> _Work instructions_: The whole listing, exactly as given: write it out, leaving out each image.

= = =

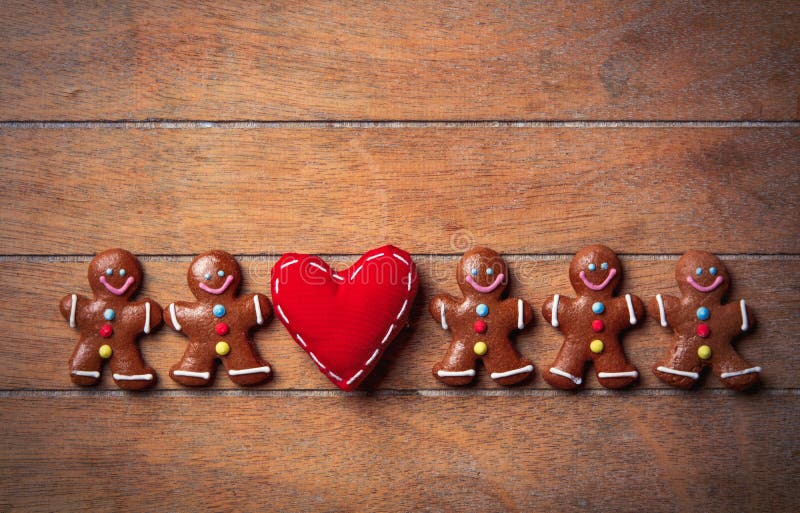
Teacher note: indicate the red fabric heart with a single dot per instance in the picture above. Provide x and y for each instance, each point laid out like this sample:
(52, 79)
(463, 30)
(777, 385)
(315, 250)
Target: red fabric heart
(345, 320)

= = =

> _Response to the exercise_:
Teacher note: indicate the red fabric heart with a single dot per instance in the picture above. Provide x and y for each instance, each point laid out like this sample:
(52, 79)
(463, 30)
(777, 385)
(315, 250)
Target: red fabric heart
(345, 320)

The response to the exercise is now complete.